Exercise details:
The word "shaped" marks the lines to report; pull each of them from the listing.
Segment Open
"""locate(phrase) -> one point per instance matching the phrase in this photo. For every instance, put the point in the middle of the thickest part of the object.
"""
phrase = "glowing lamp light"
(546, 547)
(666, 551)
Segment Closed
Segment Open
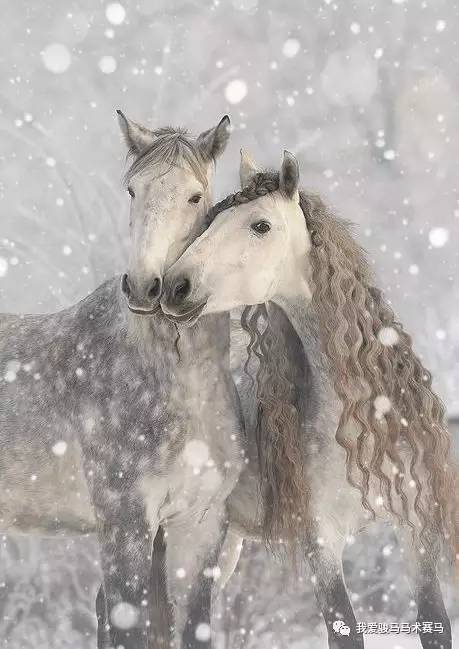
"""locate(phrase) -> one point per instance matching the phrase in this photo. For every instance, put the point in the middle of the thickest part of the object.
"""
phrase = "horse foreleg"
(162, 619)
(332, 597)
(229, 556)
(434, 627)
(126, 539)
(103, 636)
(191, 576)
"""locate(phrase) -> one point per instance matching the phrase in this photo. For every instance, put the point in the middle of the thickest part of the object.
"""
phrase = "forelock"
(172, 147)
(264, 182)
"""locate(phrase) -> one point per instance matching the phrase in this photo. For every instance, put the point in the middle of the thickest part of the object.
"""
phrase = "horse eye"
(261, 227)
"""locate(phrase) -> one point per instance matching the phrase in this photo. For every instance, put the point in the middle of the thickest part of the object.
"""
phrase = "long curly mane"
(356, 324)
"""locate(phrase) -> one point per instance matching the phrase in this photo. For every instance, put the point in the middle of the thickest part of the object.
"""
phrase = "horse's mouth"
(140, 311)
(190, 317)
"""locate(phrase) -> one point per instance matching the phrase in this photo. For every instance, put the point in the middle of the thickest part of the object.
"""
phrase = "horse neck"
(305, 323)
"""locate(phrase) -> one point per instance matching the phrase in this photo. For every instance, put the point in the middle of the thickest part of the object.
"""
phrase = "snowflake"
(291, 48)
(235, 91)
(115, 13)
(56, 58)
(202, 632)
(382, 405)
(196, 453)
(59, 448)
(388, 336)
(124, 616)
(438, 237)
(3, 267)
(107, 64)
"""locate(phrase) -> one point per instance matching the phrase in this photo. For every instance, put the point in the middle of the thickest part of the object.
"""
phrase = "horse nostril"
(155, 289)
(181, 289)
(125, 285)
Segment Closed
Segment Open
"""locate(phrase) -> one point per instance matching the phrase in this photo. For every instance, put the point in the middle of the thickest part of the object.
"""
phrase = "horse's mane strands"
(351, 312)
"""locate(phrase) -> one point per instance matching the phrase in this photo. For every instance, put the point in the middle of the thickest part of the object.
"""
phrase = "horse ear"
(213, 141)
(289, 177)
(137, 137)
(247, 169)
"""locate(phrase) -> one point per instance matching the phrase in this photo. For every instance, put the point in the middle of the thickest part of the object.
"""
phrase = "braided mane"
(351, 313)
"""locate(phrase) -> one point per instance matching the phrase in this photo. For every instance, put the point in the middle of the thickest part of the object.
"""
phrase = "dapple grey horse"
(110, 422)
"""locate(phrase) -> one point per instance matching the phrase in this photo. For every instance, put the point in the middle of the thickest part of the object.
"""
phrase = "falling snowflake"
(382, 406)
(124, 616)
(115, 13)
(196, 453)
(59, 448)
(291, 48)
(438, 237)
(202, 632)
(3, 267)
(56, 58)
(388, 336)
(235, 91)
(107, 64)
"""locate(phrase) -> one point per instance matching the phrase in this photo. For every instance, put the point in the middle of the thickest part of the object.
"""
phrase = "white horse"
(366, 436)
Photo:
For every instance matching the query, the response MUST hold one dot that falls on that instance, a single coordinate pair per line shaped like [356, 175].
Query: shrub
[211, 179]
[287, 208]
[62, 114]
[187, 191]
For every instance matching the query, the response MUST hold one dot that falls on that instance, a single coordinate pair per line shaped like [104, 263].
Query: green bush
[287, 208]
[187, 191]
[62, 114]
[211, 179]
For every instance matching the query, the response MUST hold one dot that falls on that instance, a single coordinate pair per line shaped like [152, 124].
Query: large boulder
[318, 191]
Segment Closed
Output of the task:
For every instance matching the query, the response MUST hold one dot that falls on that instance, a single coordinate pair per line shaped like [356, 175].
For every instance matching the query, the response MUST hold one dot that falls on that instance, a single coordinate pair per line shaped like [104, 263].
For every instance matching the query, the response MUST hold one dot that falls on that instance, a single coordinate pair per line shaped like [152, 124].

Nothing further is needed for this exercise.